**O que fazer:**
Prossiga a redação do texto sobre a Escala Kinsey e a orientação sexual a partir da última frase apresentada.

Por Francisco Daudt, na Folha de São Paulo desta terça-feira Ninguém poria em seu carrinho de compras o destino de ser gay, com a gôndola hétero ao lado.

Um taxonomista é sempre um obsessivo.

Sua profissão consiste em classificar por grupos (geralmente seres vivos), separando-os por minúsculos detalhes.

Alfred Kinsey era um taxonomista que classificava vespas na Universidade de Indiana, EUA.

Aplicou mais tarde sua perícia no estudo da sexualidade humana, do que resultou a “Escala Kinsey” de orientações sexuais masculinas, com seis tipos assim definidos: 0. heterossexual exclusivo; 1. hétero ocasionalmente homossexual; 2. hétero mais do que ocasionalmente homo; 3. igualmente hétero e homo (“bissexual”); 4. homo mais que ocasionalmente hétero; 5. homo ocasionalmente hétero; 6. exclusivamente homossexual.

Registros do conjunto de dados

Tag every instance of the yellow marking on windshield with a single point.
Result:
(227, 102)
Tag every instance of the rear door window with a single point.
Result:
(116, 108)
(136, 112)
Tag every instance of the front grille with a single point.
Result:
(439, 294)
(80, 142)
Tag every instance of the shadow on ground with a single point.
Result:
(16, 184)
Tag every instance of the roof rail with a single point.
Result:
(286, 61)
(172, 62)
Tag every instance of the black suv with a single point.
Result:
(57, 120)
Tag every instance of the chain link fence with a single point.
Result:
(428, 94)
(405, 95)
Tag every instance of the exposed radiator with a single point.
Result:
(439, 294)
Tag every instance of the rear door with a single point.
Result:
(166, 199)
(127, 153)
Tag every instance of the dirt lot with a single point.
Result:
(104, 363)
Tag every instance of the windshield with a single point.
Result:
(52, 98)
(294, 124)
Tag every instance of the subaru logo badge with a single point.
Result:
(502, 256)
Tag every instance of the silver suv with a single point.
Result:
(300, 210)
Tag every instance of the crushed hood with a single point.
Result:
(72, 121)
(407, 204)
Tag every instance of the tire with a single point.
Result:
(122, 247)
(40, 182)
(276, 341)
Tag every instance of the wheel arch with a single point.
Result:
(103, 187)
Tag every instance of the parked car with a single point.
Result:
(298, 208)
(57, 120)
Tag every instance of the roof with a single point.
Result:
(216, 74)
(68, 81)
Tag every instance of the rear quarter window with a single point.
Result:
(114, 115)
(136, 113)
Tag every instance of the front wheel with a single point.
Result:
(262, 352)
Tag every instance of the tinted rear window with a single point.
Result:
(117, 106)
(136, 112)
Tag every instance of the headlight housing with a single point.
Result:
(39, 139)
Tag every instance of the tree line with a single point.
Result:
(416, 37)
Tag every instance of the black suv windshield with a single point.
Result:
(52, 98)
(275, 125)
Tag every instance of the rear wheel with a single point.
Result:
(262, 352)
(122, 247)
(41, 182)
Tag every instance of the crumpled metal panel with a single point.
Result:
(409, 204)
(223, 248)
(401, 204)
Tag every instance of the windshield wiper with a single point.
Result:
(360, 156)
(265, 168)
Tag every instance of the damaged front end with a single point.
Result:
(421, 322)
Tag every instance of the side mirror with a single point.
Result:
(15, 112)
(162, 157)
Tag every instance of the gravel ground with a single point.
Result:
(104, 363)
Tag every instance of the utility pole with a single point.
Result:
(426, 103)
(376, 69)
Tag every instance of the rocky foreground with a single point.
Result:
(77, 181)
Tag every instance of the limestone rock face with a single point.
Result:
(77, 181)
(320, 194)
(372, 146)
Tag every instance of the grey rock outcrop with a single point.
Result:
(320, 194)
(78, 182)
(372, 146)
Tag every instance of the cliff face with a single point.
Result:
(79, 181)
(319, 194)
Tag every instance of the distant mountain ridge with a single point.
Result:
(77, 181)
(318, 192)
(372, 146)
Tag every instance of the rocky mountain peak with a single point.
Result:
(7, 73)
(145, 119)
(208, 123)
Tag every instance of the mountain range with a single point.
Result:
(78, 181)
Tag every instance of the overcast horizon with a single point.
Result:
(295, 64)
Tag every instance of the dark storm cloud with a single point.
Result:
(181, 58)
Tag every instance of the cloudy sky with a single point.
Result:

**Resposta do exercício:**
Mas esses esclarecimentos servem para pensar o título: “Cura gay”?

Começa que o verbo curar se aplica a doenças, o que não é o caso.

Nascer com algo de gay (de 1 a 6) - e tudo indica que venha de berço, hereditário ou da gestação, apesar de a hipótese genética ser a mais cotada entre os cientistas - definitivamente não é nascer com alguma doença.

Por outro lado, assisti a um programa de TV supostamente sobre sexualidade, com uma seção sobre gays.

A apresentadora, eufórica, abria o tema: “A diferença é linda, é saúde, é amor, é ótima (“Agora em sabor limão?”)”.

Ora, tenha a santa paciência.

Se há uma boa razão para a homossexualidade não ser uma escolha, uma opção, e sim um destino, é o fato de que a presença de atração gay na mente é perturbadora para a maioria dos homens.

Pode ser sofrida, e, mesmo não sendo doença, pode ser causadora de doença psíquica, desde a neurose obsessiva até a depressão e a paranoia.

Como o foi, outrora, o fato de se nascer canhoto (não faz muito tempo que eles tinham a mão esquerda amarrada para “se curarem”).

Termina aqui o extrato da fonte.